-------- Dataset records

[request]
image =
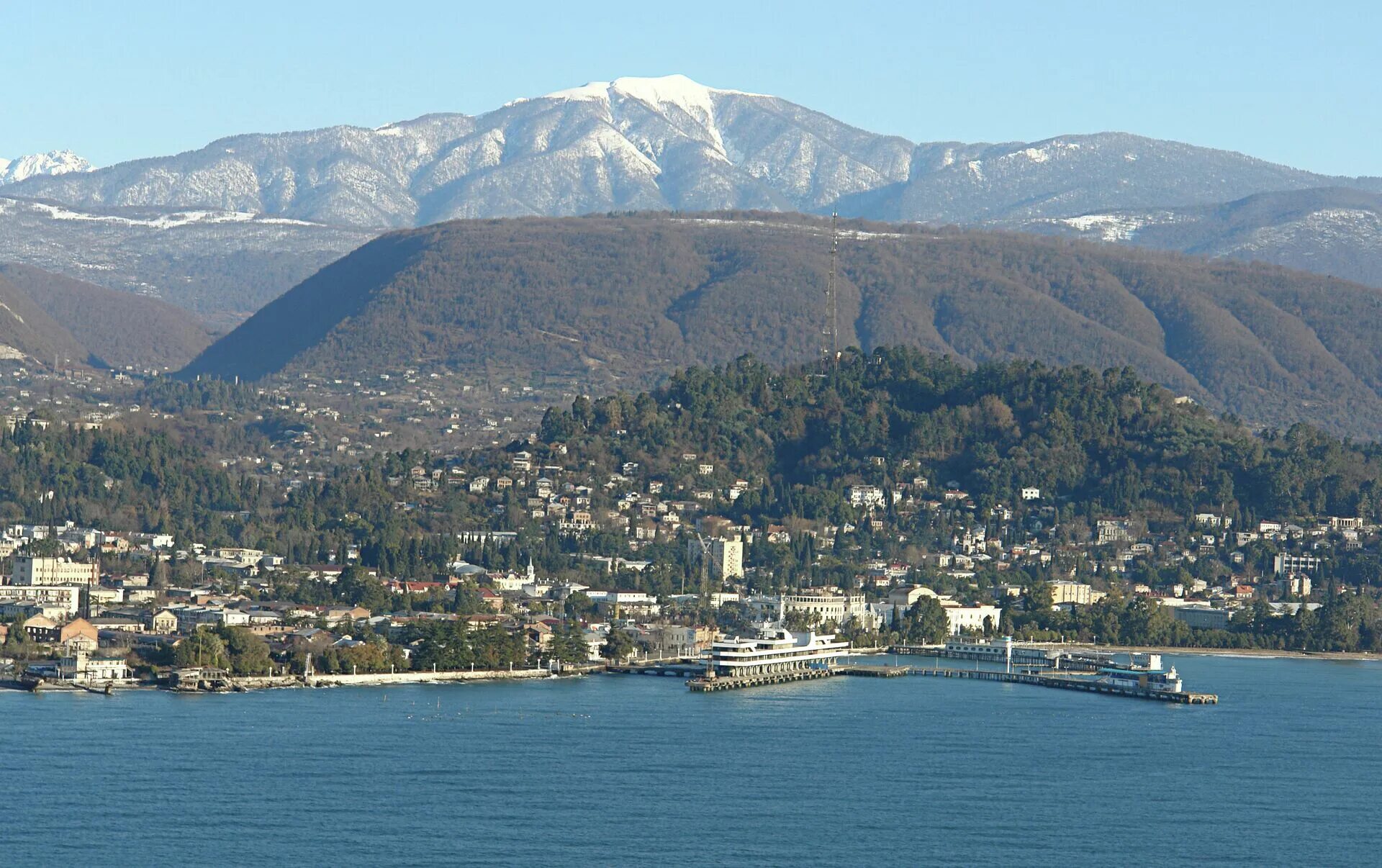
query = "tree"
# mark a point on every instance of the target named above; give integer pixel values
(202, 648)
(618, 646)
(1039, 596)
(570, 644)
(926, 623)
(358, 588)
(248, 653)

----------------

Activity:
Output everything in the material exactly. Pictures stay out of it.

Task solution:
[request]
image =
query = "tree"
# mark a point on every instance of the target named above; give integer pixel values
(202, 648)
(618, 646)
(1039, 596)
(570, 644)
(926, 623)
(358, 588)
(248, 653)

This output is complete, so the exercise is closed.